* START EXERCISE MATERIALS *

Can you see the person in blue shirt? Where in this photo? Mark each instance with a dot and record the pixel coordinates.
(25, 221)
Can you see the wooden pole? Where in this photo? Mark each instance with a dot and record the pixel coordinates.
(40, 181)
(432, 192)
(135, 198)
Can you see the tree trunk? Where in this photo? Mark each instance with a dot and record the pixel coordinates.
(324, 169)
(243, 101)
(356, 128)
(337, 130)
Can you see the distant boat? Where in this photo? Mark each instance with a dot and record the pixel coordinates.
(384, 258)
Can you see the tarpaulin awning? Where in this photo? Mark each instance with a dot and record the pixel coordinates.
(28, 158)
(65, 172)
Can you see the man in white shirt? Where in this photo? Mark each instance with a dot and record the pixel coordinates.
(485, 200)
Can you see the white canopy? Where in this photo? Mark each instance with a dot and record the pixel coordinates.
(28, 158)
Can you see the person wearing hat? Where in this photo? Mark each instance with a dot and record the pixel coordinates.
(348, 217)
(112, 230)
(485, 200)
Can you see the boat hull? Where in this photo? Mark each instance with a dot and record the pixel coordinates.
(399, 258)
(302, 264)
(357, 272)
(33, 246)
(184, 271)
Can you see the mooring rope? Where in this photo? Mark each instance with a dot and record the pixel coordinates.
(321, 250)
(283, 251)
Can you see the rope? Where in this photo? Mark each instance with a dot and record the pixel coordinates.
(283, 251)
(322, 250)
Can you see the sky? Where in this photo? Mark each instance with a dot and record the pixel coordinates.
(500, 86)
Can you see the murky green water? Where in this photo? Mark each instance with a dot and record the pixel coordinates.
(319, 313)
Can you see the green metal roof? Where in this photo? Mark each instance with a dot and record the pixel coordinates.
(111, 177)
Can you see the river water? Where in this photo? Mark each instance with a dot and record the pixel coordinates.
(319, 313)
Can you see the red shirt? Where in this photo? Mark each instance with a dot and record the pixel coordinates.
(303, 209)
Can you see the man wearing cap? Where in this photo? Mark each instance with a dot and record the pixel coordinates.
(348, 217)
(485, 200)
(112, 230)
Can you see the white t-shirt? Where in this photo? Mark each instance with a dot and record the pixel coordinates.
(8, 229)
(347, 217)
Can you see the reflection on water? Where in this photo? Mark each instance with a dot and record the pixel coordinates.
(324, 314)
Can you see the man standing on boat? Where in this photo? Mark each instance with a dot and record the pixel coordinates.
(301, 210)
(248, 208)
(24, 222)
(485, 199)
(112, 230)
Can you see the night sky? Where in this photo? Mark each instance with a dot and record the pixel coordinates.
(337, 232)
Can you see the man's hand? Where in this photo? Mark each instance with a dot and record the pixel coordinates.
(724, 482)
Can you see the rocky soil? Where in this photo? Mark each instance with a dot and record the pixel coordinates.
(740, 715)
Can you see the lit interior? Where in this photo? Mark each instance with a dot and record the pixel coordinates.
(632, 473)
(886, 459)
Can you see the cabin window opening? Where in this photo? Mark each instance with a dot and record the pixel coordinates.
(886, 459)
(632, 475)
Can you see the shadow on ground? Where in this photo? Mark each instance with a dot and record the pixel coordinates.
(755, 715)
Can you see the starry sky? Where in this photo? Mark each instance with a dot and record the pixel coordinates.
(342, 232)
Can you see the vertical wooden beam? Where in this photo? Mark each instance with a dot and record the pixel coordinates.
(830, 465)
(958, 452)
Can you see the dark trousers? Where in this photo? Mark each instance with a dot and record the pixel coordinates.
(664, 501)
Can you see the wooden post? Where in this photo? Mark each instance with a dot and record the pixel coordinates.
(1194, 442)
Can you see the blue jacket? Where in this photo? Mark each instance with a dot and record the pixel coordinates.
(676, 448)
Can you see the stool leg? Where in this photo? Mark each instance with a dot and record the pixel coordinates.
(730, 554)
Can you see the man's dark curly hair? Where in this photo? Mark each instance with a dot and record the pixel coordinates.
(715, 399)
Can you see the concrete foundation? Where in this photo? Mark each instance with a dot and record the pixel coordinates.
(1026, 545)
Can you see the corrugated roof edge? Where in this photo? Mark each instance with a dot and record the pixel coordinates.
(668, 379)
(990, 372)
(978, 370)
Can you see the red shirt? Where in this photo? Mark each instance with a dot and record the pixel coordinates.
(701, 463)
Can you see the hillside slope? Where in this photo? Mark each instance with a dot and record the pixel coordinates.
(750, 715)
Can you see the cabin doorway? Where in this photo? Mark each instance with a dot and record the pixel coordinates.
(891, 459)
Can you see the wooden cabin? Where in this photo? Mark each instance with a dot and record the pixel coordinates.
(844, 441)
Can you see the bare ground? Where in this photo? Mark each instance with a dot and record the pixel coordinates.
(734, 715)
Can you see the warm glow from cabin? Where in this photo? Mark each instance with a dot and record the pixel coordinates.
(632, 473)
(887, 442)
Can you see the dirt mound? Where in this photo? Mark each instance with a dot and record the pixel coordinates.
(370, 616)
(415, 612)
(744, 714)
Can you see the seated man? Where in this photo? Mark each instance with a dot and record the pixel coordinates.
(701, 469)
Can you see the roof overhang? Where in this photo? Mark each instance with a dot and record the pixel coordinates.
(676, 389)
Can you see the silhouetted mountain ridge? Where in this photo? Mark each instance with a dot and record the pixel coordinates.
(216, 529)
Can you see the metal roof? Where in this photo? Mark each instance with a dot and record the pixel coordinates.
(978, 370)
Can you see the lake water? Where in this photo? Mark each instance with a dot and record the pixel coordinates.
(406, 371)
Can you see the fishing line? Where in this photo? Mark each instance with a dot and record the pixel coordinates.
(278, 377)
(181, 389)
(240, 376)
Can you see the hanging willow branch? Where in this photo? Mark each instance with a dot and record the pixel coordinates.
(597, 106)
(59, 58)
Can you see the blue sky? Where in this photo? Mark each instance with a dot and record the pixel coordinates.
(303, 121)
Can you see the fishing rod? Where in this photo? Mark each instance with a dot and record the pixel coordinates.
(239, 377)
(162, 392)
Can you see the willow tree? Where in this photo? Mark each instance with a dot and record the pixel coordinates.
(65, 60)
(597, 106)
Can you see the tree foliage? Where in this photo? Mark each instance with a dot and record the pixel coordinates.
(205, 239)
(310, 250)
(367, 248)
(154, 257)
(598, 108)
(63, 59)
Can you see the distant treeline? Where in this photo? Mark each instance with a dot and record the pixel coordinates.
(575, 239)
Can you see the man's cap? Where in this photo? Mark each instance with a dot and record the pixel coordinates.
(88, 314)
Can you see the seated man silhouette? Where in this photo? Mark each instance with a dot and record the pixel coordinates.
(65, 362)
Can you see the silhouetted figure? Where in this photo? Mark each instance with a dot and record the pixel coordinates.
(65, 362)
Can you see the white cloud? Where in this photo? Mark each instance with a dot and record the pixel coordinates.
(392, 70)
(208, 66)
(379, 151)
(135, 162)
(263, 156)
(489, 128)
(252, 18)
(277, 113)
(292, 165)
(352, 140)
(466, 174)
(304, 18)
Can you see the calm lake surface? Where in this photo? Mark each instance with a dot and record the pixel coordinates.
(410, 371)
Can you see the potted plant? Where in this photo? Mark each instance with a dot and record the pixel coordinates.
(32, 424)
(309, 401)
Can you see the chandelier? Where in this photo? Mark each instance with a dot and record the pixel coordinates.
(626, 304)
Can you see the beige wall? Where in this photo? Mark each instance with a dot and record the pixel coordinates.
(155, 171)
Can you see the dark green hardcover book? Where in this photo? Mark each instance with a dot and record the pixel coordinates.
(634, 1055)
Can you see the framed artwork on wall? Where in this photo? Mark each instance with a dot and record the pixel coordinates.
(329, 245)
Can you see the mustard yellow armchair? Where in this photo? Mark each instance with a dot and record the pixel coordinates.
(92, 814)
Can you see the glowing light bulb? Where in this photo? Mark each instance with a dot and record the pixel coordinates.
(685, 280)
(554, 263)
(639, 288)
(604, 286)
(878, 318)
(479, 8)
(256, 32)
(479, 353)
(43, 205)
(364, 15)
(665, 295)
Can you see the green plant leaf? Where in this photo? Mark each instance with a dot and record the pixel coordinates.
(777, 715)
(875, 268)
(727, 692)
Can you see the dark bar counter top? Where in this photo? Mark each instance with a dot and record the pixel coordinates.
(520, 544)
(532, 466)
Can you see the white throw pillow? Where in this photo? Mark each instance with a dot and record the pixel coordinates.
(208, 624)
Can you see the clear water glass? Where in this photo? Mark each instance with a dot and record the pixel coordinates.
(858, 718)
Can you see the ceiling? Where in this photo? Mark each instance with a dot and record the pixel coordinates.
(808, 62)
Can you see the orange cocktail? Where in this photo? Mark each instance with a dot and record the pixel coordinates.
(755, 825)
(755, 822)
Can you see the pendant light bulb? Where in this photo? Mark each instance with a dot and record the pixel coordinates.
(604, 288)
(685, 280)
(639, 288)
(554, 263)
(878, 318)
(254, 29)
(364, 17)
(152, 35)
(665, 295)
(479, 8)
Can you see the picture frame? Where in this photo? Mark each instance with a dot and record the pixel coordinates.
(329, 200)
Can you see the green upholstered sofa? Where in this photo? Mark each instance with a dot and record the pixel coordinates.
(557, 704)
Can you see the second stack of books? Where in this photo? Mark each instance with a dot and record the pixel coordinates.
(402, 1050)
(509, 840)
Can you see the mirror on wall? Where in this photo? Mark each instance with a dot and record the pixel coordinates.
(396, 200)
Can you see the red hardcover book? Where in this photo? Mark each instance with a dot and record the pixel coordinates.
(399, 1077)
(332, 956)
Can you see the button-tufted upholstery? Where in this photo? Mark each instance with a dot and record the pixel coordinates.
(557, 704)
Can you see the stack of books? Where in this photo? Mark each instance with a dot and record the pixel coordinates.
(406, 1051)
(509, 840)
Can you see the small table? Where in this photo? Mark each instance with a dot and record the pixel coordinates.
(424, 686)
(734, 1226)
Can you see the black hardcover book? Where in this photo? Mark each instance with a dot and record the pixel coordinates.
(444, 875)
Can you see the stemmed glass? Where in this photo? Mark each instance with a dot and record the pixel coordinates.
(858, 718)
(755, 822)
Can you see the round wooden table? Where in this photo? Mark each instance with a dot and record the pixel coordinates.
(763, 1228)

* END EXERCISE MATERIALS *

▶ OBJECTIVE
Output the line containing "Can you see the pendant" and all lines after it to the end of the records, exactly as given.

▶ OUTPUT OF THE TASK
Can you see the pendant light bulb? Where in this photo? Mark each instance with a dot and record the pixel coordinates.
(604, 288)
(685, 280)
(639, 288)
(554, 263)
(878, 318)
(254, 29)
(364, 17)
(152, 35)
(665, 295)
(479, 8)
Can you see the picture frame? Where in this photo? Mark each instance with a dot and record the pixel coordinates.
(329, 200)
Can you see the green upholstered sofa? Where in this photo? Mark each instance with a dot and record the pixel coordinates.
(557, 704)
Can you see the second stack of books? Where in this photo? Mark each instance with a dot and record the pixel coordinates.
(402, 1050)
(509, 840)
Can you see the mirror on wall? Where in this photo? Mark each instance with a dot and record the pixel coordinates.
(396, 200)
Can you see the red hardcover book? Where in this photo? Mark each instance with a dot and record the pixel coordinates.
(399, 1077)
(332, 956)
Can you see the button-tufted upholstery? Where in this photo? Mark each instance with a dot and record the pixel coordinates.
(557, 704)
Can you see the stack of books? Where in this photo? Mark each instance with a dot and record the pixel coordinates.
(406, 1051)
(509, 840)
Can you see the small table? Where in this photo? Mark each instance with a dot and record the pixel coordinates.
(424, 686)
(734, 1226)
Can you see the black hardcover book? Where in this photo? Mark each instance with a dot and record the pixel coordinates.
(444, 875)
Can you see the stemmed glass? Where in this photo? Mark each instance with a dot and record the pixel coordinates.
(858, 718)
(755, 822)
Can you see the round wooden table? Where in this photo? Mark each instance with a dot and record the pixel coordinates.
(763, 1228)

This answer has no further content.